Given instruction: Reproduce, without any change, everything from the line containing "Target: sand grain on shell" down through the end of the items.

Point labels for photos:
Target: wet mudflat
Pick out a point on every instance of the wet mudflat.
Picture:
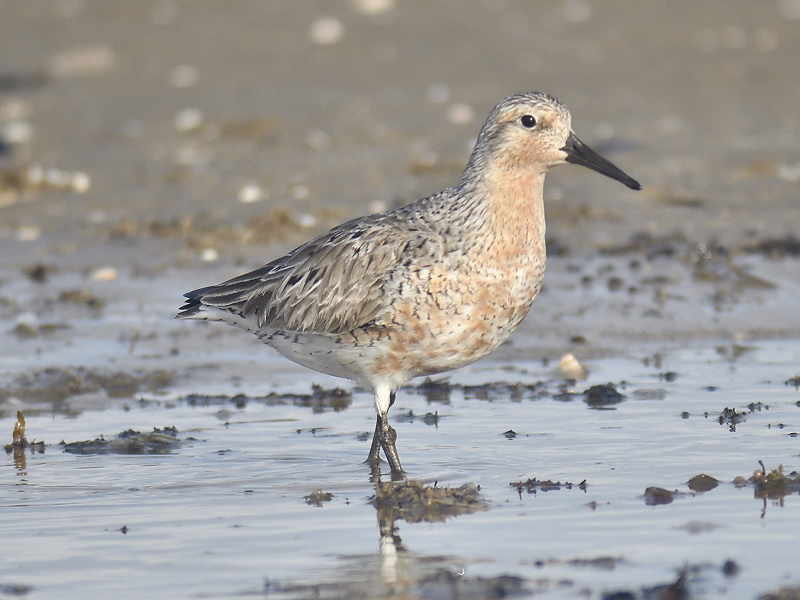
(149, 148)
(540, 490)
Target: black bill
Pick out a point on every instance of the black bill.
(579, 153)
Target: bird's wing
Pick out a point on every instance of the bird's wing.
(331, 284)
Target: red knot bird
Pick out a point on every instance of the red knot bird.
(420, 289)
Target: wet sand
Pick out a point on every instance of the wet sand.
(149, 148)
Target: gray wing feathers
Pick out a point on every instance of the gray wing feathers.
(332, 284)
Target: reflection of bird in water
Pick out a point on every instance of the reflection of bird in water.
(424, 288)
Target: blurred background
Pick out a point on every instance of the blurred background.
(164, 132)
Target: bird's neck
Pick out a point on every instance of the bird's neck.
(511, 200)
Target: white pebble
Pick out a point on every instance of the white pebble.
(35, 175)
(86, 60)
(326, 30)
(209, 255)
(252, 192)
(18, 132)
(188, 119)
(27, 319)
(183, 76)
(570, 368)
(372, 7)
(460, 114)
(105, 274)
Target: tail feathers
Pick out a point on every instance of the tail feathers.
(194, 308)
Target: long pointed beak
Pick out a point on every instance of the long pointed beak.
(579, 153)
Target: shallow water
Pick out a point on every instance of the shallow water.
(225, 515)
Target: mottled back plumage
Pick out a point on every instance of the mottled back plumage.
(426, 287)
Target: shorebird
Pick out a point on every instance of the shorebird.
(428, 287)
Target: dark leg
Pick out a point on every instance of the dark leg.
(375, 449)
(388, 438)
(384, 438)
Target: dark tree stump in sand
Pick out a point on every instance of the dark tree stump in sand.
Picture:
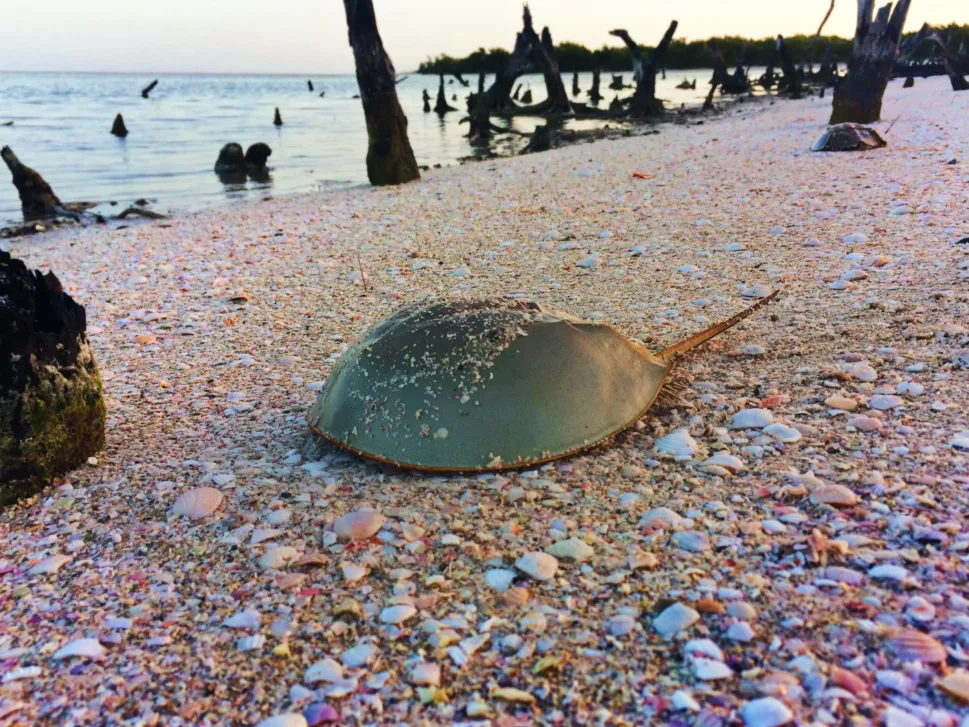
(37, 199)
(644, 101)
(390, 158)
(118, 128)
(858, 97)
(51, 408)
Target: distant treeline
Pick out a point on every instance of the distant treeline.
(682, 54)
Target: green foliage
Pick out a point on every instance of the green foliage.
(681, 54)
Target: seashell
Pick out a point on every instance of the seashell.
(783, 433)
(865, 424)
(956, 685)
(327, 670)
(86, 648)
(723, 461)
(260, 535)
(912, 645)
(500, 578)
(678, 443)
(661, 517)
(752, 419)
(397, 614)
(674, 619)
(841, 403)
(692, 541)
(49, 565)
(277, 557)
(884, 402)
(290, 719)
(358, 656)
(710, 669)
(766, 712)
(571, 549)
(198, 503)
(358, 525)
(538, 565)
(426, 674)
(835, 495)
(250, 643)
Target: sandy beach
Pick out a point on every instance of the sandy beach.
(742, 590)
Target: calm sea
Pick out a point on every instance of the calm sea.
(62, 121)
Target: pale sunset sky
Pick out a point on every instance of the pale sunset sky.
(309, 36)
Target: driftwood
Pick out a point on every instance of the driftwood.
(37, 199)
(51, 408)
(858, 97)
(118, 128)
(644, 101)
(390, 158)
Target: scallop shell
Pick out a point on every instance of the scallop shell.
(911, 645)
(835, 495)
(198, 503)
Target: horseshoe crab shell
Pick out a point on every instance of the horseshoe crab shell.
(488, 385)
(848, 137)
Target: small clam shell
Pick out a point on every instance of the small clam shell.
(358, 525)
(911, 645)
(835, 495)
(198, 503)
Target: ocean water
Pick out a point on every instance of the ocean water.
(62, 122)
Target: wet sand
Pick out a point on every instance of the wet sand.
(828, 597)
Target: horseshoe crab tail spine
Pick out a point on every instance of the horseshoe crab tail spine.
(700, 338)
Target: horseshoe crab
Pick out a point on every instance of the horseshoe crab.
(489, 385)
(848, 137)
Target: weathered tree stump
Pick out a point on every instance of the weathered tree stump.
(858, 97)
(118, 128)
(51, 408)
(37, 199)
(390, 158)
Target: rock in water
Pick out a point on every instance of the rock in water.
(51, 408)
(37, 199)
(118, 128)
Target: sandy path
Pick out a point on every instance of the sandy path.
(798, 601)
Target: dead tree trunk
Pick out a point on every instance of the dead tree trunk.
(644, 101)
(792, 79)
(858, 97)
(37, 199)
(390, 158)
(51, 407)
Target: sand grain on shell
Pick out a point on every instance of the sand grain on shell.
(209, 388)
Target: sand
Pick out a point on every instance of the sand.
(824, 598)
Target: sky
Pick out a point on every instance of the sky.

Finished exercise:
Target: sand grain on shell
Pick out a point on every instance of the sand grain on shell.
(209, 388)
Target: sand
Pick out a point on every instance of the sand.
(824, 598)
Target: sky
Pick out a point on every instance of the sky.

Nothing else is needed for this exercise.